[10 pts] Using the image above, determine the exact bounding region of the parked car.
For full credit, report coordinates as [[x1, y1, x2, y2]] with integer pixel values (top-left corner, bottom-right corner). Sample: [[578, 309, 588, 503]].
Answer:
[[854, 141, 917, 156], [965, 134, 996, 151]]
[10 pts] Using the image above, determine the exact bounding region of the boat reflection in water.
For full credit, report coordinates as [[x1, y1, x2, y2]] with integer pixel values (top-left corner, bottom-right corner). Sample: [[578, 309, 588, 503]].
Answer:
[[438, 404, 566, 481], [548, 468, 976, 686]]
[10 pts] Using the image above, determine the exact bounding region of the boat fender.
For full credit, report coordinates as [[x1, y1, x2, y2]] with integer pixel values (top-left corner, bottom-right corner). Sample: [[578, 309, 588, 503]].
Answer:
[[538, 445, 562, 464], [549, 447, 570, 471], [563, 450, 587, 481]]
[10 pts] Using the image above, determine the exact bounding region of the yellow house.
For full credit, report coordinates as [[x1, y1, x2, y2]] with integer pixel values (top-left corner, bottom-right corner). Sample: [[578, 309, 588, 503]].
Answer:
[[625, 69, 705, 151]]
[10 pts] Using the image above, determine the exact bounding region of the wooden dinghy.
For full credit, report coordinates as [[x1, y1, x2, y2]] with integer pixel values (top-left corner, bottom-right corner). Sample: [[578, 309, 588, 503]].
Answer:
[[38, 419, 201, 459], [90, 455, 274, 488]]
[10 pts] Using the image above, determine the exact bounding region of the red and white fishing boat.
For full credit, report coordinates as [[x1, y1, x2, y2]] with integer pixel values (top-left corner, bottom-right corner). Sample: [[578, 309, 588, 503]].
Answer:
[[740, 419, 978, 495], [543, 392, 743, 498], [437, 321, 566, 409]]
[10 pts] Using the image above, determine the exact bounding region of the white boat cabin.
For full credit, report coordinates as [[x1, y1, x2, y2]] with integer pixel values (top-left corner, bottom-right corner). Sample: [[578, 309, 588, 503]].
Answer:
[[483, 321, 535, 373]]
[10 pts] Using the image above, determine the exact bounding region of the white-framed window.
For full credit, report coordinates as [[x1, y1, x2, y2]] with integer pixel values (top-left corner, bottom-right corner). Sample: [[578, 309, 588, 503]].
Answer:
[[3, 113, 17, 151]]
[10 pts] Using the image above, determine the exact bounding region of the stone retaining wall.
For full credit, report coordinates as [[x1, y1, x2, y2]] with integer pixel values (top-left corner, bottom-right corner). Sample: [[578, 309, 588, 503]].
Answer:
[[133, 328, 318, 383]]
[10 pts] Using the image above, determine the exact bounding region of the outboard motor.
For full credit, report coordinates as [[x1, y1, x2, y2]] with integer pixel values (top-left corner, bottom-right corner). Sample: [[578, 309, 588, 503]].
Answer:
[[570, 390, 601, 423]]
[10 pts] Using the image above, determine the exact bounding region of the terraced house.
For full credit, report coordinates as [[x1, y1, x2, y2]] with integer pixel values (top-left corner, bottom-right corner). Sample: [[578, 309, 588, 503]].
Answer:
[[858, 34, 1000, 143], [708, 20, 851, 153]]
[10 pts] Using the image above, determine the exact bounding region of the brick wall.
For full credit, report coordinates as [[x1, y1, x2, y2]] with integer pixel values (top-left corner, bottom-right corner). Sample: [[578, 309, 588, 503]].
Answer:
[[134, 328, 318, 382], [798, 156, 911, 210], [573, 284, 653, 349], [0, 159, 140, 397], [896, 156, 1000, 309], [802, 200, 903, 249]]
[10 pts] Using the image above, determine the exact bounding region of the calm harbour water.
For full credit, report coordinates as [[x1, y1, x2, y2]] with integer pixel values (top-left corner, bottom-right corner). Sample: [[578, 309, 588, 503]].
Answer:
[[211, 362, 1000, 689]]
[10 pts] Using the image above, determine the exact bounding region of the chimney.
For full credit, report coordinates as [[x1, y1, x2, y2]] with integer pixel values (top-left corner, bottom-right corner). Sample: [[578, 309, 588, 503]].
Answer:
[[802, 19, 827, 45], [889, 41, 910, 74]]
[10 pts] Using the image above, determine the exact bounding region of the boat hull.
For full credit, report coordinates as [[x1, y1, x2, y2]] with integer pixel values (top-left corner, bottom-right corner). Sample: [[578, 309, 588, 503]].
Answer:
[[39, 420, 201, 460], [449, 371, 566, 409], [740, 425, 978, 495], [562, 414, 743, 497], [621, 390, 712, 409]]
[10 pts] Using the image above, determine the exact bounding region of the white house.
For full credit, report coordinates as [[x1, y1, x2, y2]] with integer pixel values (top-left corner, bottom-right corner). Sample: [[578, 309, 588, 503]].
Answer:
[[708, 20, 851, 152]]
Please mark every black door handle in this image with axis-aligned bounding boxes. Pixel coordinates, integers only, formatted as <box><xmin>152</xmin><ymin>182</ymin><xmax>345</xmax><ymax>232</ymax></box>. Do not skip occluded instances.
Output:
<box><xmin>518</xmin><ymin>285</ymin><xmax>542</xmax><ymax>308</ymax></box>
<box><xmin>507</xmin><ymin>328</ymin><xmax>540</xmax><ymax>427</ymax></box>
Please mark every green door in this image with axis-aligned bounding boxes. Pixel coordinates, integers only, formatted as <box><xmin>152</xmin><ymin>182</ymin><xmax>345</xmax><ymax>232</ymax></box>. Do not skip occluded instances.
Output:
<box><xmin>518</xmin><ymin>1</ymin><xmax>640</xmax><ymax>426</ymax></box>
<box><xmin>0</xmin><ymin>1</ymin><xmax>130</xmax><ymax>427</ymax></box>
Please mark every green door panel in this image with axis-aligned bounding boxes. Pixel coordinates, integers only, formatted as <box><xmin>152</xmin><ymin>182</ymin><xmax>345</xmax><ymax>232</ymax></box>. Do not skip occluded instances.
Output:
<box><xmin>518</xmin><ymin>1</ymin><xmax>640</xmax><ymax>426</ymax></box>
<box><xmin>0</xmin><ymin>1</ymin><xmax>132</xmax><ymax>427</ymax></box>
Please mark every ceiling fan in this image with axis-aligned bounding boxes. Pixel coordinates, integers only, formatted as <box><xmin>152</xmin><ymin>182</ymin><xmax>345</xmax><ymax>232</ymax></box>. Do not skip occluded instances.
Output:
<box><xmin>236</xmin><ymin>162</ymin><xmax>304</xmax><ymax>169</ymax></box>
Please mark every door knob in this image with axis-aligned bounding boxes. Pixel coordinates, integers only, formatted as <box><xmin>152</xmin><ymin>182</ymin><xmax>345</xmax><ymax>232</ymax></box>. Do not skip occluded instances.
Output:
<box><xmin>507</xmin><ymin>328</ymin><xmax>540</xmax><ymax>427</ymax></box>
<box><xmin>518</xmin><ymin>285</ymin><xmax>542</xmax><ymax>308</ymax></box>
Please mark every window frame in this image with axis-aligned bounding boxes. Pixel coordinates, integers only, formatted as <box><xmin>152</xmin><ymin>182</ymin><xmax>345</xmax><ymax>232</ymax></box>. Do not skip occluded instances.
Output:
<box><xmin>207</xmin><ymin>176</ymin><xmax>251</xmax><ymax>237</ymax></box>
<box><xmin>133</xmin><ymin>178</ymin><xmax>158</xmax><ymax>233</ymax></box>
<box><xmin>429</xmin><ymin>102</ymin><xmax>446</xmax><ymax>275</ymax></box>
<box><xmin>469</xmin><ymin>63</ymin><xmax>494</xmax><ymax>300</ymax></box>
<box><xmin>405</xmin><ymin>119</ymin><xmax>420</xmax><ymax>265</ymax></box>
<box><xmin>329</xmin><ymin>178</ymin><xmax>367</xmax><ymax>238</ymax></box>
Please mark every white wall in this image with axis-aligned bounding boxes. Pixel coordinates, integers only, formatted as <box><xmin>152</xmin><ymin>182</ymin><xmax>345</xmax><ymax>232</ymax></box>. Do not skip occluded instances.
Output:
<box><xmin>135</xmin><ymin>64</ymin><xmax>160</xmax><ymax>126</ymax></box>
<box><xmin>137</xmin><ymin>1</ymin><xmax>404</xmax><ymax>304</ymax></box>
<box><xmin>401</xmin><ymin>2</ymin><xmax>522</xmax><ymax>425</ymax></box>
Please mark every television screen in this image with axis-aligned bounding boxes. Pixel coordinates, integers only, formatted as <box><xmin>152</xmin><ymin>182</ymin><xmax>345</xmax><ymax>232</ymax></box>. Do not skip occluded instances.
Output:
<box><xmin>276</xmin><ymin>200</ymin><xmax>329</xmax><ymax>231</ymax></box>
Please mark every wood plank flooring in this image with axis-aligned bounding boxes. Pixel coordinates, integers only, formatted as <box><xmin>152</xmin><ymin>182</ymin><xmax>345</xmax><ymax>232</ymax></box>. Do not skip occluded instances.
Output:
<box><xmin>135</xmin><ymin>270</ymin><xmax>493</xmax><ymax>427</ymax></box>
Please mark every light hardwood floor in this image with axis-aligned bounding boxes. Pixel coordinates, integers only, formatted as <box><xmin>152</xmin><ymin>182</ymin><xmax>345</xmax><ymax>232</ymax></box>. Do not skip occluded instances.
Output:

*Task details*
From the records above, pick out each line that contains the word "window" and copy it unchanged.

*Exercise answer*
[10 pts] Using the image above, determine the exact bounding region of the white-framed window.
Please mark every window frame in this image with axis-aligned bounding boxes. Pixel coordinates, integers only, formatted as <box><xmin>152</xmin><ymin>182</ymin><xmax>345</xmax><ymax>232</ymax></box>. Do not skip occluded instances.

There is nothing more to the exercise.